■ **What the task asks**:
Among the records, which lines hold the word "below"? Pick them out.

**** Stored data

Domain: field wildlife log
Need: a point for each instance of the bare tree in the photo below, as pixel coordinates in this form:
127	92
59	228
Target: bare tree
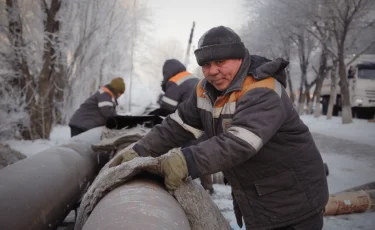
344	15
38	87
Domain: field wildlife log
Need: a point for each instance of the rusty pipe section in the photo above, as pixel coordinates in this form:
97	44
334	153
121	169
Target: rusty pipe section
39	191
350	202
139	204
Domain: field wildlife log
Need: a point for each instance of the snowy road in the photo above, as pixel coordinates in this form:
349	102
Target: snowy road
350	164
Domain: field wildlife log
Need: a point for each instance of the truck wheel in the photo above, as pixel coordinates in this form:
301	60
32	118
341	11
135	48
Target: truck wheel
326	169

********
**** Stored data

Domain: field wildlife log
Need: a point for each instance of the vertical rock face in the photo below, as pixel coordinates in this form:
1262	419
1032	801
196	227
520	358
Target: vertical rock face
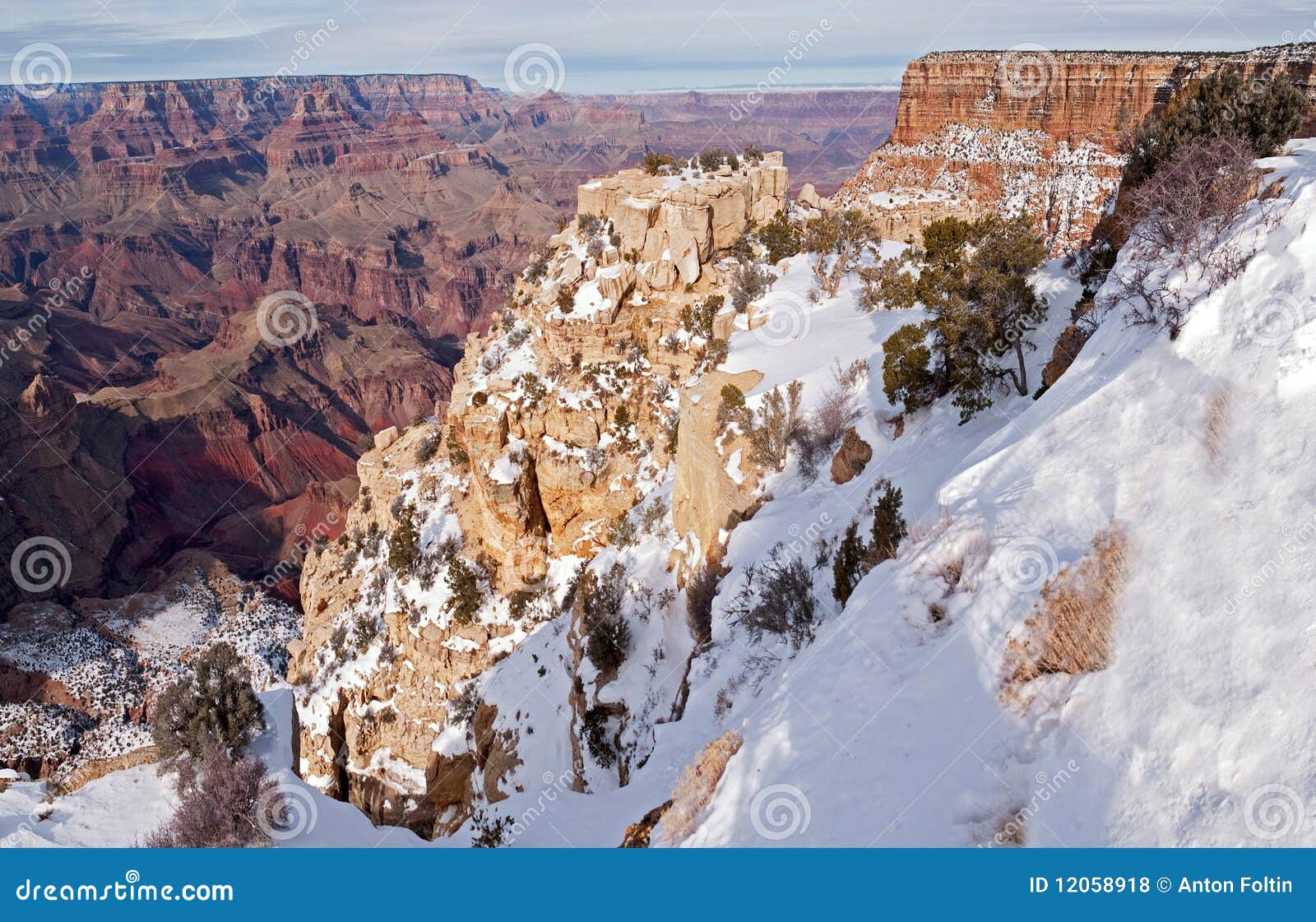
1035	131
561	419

********
**** Stored data

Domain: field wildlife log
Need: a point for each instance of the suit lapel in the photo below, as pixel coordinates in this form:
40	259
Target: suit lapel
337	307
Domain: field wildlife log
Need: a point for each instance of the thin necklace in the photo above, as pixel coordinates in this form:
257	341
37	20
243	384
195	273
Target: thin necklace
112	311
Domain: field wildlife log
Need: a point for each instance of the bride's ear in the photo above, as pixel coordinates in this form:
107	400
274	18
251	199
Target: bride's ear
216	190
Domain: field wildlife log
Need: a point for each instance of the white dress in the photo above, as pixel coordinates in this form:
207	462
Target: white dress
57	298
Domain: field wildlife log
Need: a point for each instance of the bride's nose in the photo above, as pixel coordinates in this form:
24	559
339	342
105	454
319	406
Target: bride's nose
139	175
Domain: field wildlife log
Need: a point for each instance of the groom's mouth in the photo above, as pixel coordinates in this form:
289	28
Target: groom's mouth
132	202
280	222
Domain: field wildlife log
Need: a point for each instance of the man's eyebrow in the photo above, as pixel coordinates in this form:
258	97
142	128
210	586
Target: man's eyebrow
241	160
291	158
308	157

********

■ **Expected output**:
Need: a point for each instance of the bare tree in the photo below, as pixel coordinates in this form:
Need: a point for each instance of the vertical rock face in the photo below, as pixel coordinates in this form:
Need: a point for each instance of the suit lapel in the photo below, as pixel coordinates in this form:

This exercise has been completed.